== Point placement records ==
☆ ☆ ☆ ☆ ☆ ☆ ☆

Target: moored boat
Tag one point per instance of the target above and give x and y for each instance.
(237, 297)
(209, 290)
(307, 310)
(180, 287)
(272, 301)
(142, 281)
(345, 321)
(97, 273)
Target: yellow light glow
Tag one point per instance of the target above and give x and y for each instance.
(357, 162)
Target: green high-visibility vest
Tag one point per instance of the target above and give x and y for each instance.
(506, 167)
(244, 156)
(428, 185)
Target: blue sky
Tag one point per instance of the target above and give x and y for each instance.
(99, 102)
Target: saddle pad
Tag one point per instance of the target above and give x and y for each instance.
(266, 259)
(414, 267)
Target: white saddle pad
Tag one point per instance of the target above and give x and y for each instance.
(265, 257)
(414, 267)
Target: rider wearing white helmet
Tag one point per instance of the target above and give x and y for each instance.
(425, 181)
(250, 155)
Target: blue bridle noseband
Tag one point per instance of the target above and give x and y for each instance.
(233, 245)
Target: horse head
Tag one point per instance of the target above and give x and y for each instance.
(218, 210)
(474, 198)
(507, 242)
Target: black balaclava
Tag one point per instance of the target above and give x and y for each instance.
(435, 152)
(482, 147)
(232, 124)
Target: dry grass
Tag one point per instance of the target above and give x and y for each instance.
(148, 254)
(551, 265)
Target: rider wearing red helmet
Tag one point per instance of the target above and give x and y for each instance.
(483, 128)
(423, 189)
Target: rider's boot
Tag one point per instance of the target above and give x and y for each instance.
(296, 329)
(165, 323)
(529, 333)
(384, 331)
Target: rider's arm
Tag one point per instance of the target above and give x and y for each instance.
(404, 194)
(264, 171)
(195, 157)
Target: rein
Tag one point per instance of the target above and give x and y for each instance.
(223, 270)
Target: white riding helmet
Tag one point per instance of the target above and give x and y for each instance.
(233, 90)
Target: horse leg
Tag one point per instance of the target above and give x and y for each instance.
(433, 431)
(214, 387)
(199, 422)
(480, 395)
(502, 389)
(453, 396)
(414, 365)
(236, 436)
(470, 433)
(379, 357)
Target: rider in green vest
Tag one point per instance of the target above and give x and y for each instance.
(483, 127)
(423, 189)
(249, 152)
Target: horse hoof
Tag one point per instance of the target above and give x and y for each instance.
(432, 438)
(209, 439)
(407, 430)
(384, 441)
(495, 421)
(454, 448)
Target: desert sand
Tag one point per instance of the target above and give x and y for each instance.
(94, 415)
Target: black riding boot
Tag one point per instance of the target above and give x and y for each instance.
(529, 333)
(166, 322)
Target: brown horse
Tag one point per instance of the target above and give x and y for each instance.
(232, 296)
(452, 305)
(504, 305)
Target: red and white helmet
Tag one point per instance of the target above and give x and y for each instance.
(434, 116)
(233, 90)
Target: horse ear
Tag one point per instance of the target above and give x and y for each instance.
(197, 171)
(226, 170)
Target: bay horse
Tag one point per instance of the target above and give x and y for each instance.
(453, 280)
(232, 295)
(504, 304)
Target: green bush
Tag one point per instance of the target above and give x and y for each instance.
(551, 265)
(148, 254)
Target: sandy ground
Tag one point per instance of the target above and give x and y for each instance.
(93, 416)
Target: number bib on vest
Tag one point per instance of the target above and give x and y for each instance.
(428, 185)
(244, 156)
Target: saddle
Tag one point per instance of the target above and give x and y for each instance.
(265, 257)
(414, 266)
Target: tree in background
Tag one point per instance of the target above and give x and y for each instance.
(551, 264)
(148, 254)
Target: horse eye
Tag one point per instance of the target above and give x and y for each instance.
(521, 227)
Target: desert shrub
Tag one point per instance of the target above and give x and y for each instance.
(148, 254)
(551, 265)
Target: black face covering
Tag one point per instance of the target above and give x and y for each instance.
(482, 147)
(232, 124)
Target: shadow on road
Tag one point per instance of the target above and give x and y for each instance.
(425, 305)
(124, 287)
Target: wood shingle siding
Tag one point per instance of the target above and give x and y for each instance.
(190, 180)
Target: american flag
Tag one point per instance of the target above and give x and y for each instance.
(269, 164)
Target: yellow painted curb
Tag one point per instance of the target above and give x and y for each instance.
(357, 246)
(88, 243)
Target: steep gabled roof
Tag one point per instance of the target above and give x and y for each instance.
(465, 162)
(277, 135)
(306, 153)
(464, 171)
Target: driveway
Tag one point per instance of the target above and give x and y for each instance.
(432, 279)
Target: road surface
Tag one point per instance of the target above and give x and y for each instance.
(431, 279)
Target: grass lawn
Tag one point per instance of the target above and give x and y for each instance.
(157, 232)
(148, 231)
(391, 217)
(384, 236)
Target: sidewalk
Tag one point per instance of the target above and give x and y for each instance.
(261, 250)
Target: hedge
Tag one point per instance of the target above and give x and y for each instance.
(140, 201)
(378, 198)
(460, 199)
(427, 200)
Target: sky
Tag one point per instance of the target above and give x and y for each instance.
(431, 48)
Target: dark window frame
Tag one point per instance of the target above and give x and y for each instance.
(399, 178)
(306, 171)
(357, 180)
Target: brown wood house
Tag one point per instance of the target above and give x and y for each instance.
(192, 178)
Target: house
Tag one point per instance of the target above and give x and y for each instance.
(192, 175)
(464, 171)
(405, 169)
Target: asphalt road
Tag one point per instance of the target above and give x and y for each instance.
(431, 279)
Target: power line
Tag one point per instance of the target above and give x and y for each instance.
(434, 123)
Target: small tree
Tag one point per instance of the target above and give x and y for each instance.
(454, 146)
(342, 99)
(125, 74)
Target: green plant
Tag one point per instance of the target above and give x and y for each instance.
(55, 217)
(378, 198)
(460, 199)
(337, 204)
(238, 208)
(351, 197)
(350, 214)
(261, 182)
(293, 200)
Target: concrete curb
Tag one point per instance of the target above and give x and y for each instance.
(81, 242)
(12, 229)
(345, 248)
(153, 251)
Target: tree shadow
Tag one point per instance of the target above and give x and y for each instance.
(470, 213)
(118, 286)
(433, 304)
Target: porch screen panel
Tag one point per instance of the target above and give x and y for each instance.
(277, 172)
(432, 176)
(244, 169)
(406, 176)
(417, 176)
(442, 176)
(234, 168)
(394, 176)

☆ ☆ ☆ ☆ ☆ ☆ ☆

== Given request ==
Rescale the items from the line with "Target: concrete curb" up to and including the last line of the items, rewriting them in full with the requests left as they are and every x and y coordinate in the answers multiplied by 2.5 and rounded to the nearest whole number, halves rounded up. Give only those lines.

== Solution ==
Target: concrete curb
Tag one point per instance of the target above and give x and y for each instance.
(203, 605)
(30, 573)
(863, 620)
(383, 628)
Target: tree shadow
Tag one point per instance of the target above and give x and y for each instance.
(1175, 533)
(295, 715)
(1083, 760)
Target: porch screen panel
Tag one point per instance of the target above and give x and y for each instance.
(693, 430)
(1080, 440)
(610, 423)
(1015, 440)
(1043, 440)
(1105, 440)
(585, 420)
(985, 440)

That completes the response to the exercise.